*Goal of the exercise*. Each entry below is to be duplicated verbatim.

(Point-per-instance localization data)
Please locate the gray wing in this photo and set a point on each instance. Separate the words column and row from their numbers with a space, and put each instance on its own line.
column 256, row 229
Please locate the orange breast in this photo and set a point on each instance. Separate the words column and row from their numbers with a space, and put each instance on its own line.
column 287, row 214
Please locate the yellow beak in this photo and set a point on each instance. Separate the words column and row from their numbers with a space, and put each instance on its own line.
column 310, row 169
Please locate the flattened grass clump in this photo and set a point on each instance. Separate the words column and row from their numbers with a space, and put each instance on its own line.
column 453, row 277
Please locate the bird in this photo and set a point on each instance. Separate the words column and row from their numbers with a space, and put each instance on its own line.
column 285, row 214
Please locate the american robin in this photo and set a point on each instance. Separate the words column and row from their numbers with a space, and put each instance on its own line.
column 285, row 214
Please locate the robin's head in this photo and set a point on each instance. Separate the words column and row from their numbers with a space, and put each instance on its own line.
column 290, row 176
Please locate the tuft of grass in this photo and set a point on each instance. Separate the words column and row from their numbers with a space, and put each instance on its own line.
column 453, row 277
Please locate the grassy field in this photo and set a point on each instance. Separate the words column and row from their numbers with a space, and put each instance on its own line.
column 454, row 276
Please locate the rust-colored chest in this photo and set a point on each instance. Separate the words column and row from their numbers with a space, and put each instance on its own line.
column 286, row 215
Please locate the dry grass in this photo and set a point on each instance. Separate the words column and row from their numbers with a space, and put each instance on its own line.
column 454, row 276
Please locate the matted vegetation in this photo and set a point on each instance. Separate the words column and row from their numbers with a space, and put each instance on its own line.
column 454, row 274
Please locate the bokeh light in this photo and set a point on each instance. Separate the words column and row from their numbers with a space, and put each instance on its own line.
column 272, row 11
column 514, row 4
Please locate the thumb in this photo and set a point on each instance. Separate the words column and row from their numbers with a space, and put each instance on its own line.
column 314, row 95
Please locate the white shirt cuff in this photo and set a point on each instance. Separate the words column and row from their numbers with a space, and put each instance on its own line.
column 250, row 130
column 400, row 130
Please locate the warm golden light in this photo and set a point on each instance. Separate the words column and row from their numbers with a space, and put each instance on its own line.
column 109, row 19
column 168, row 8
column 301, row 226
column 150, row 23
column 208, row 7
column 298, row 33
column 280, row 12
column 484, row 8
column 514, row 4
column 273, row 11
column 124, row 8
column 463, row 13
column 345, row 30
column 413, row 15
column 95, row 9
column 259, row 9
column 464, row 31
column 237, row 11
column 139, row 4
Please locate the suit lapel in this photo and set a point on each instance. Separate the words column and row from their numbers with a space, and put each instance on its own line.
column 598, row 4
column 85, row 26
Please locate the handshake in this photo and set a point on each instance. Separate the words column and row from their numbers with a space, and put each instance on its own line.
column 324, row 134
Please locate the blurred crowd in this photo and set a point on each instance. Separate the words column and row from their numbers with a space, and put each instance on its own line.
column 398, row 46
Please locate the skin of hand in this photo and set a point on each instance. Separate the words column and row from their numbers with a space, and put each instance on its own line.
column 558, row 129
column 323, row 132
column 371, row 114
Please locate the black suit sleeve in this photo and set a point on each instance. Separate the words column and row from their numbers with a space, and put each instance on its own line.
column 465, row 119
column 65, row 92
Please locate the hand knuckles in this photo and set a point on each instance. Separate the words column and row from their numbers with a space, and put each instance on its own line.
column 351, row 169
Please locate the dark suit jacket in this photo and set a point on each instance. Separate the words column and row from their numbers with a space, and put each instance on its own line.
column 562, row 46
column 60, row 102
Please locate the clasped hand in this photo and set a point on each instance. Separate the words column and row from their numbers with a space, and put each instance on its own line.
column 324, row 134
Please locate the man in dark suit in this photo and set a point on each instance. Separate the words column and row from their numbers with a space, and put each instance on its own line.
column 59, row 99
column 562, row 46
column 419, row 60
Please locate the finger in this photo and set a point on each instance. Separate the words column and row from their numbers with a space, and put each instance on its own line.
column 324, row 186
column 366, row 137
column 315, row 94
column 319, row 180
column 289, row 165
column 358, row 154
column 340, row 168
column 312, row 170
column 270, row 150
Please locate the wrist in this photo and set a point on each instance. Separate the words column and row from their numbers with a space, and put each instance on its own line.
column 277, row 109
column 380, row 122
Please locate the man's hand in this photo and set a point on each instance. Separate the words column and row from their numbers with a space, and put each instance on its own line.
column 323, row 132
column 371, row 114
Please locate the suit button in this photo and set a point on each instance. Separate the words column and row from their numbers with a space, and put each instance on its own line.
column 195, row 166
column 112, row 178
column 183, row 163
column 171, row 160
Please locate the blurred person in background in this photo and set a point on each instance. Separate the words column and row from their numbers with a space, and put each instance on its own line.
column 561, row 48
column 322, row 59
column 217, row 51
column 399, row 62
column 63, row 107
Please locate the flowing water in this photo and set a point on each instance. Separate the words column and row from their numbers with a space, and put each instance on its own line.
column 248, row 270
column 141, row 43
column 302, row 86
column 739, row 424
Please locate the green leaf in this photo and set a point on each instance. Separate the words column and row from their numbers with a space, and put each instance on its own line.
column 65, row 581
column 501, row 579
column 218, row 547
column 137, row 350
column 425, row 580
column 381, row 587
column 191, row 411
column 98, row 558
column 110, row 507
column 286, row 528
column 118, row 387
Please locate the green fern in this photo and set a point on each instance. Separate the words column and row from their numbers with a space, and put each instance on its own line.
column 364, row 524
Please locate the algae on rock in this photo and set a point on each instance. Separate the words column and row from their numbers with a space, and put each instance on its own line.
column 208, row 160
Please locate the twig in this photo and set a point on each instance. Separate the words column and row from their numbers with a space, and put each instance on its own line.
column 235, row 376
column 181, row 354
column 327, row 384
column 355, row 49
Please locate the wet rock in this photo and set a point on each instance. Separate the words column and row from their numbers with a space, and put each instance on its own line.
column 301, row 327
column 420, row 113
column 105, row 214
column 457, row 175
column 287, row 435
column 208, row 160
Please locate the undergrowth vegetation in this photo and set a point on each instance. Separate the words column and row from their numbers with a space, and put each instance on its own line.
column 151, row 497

*Completed task*.
Please locate the gray wing in this photo and set a point on each instance. Separate the words column and row from their numbers with a space, and put each instance on its own line.
column 256, row 229
Please locate the orange breast in this photo and set a point on each instance. Separate the words column and row from their numbers with a space, and put each instance on its own line.
column 287, row 214
Please locate the yellow beak in this photo and set a point on each instance. Separate the words column and row from their numbers with a space, and put each instance on its own line.
column 310, row 169
Please locate the flattened grass clump in this photo and set a point on each instance. Separate the words column and row from their numbers with a space, and put each instance on its own line.
column 453, row 277
Please locate the bird in this photo and set a point on each instance. Separate the words column and row from their numbers with a space, and put each instance on its own line.
column 285, row 214
Please locate the american robin in this photo and set a point on each instance. Separate the words column and row from their numbers with a space, and put each instance on its own line.
column 285, row 214
Please locate the robin's head in this photo and set a point on each instance. Separate the words column and row from their numbers with a space, and put each instance on its own line.
column 290, row 176
Please locate the tuft of grass in this photo and set a point on each instance. Separate the words column and row from their numbers with a space, and put each instance on its own line.
column 453, row 277
Please locate the grassy field in this photo and set a point on each instance. Separate the words column and row from their numbers with a space, and put each instance on its own line.
column 454, row 276
Please locate the rust-colored chest in this photo and set a point on each instance. Separate the words column and row from their numbers with a space, and put each instance on its own line.
column 286, row 215
Please locate the dry grass in this photo and set a point on each instance. Separate the words column and row from their numbers with a space, and put each instance on its own line.
column 454, row 276
Please locate the matted vegetation in this photo and set a point on each instance. Separate the words column and row from their numbers with a space, and put each instance on its own line.
column 454, row 274
Please locate the bokeh light in this photo and set a point on each instance. Separate the words column and row from their numbers with a space, and put each instance on its own line.
column 272, row 11
column 514, row 4
Please locate the thumb in this photo and set a point on each instance. Separate the words column and row from their numbers with a space, and put each instance on its own line.
column 314, row 95
Please locate the white shirt cuff in this photo and set a point on each instance. Separate the words column and row from their numbers with a space, and put each instance on its own line.
column 250, row 130
column 400, row 130
Please locate the warm golden light in this photo and set a point on each instance. Separate the words column and row from their numbers with a space, and put each instance on its own line.
column 109, row 19
column 168, row 8
column 301, row 226
column 150, row 23
column 208, row 7
column 298, row 33
column 280, row 12
column 484, row 8
column 514, row 4
column 273, row 11
column 124, row 8
column 463, row 13
column 345, row 30
column 413, row 15
column 95, row 9
column 259, row 9
column 464, row 31
column 237, row 11
column 139, row 4
Please locate the suit lapel in this photo and set a point on each instance. Separate the words column and row from their numbers with a space, and put each instance on its own line.
column 598, row 4
column 85, row 26
Please locate the handshake in this photo and set a point on each instance. Separate the words column and row from their numbers with a space, and put each instance on its own line.
column 324, row 134
Please locate the blurred crowd in this photo and set a point on each instance. Separate the words column and row from their numbers with a space, and put each instance on its own line.
column 398, row 46
Please locate the skin of hand in this photo and set a point on each instance. Separate the words column and row from their numbers with a space, and put each instance on its own line.
column 558, row 129
column 323, row 132
column 371, row 114
Please locate the black suit sleeve in this photo and set a point on each instance. Separate the words column and row from their numbers with a space, and put each instance on its own line.
column 465, row 119
column 65, row 92
Please locate the hand knuckles in this photo and set a point on each instance. Separate the words column and row from their numbers with a space, and put each instance on its own line.
column 351, row 169
Please locate the dark suit jacket in this photo and set a point on each instance. Separate the words column and row from their numbers with a space, and put each instance on its own line.
column 562, row 46
column 60, row 102
Please locate the clasped hand in this photo and set a point on each instance. Separate the words column and row from their numbers with a space, and put each instance on its own line.
column 324, row 134
Please locate the man in dark suit in this photo and set a point on each instance. Separate the words column and row from their numbers with a space, and put each instance on its own line.
column 59, row 99
column 562, row 46
column 419, row 60
Please locate the finger in this photo and set a point on each instance. Separate the words column and row from their numbers with a space, and put each instance on its own line.
column 324, row 186
column 366, row 137
column 315, row 94
column 319, row 180
column 289, row 165
column 358, row 154
column 340, row 168
column 312, row 170
column 270, row 150
Please locate the wrist in this photo and set a point on each instance. Separate the words column and row from their numbers with a space, and put each instance on its own line.
column 277, row 109
column 380, row 122
Please locate the man's hand in this photo and set a point on each instance. Separate the words column and row from their numbers with a space, and put each instance on its own line.
column 323, row 132
column 371, row 114
Please locate the suit button in this photo and set a point on each instance. Separate the words column and row from their numbers with a space, and put each instance on its own line.
column 195, row 166
column 112, row 178
column 183, row 163
column 171, row 160
Please locate the blurred person in background in this photo and set a point on each instance. Separate the words column and row from their numbers with a space, and put each instance on its own line.
column 561, row 48
column 322, row 59
column 217, row 51
column 399, row 62
column 63, row 107
Please locate the flowing water in this photo and set a point on each instance. Separate the words column and row from their numbers with a space, and put each instance on its own line.
column 248, row 270
column 141, row 43
column 302, row 86
column 739, row 424
Please locate the green leaf in this photo and set a point on each instance. Separate the words column and row from their numbers with a space, and put each instance on its own line.
column 65, row 581
column 501, row 579
column 218, row 547
column 137, row 350
column 425, row 580
column 381, row 587
column 191, row 411
column 98, row 558
column 110, row 507
column 286, row 528
column 118, row 387
Please locate the green fern in this photo and set a point on each instance. Separate the words column and row from their numbers with a space, and put each instance on its own line.
column 364, row 524
Please locate the algae on rock in this photo and set a point on each instance. Separate the words column and row from their numbers with a space, and put each instance on its own line.
column 208, row 160
Please locate the twig in this photo and set a point on each instance. Separate the words column and row from their numbers with a space, and put each instance on its own line.
column 235, row 376
column 181, row 354
column 327, row 384
column 355, row 49
Please locate the wet rock in this photo and set a point on each instance. Separate the words column and row from their numbers with a space, and put each instance on its own line.
column 301, row 327
column 420, row 113
column 105, row 214
column 457, row 175
column 287, row 435
column 208, row 160
Please locate the undergrowth vegetation in this photo and set a point on each instance. Separate the words column and row from their numbers with a space, and put each instance on its own line.
column 151, row 497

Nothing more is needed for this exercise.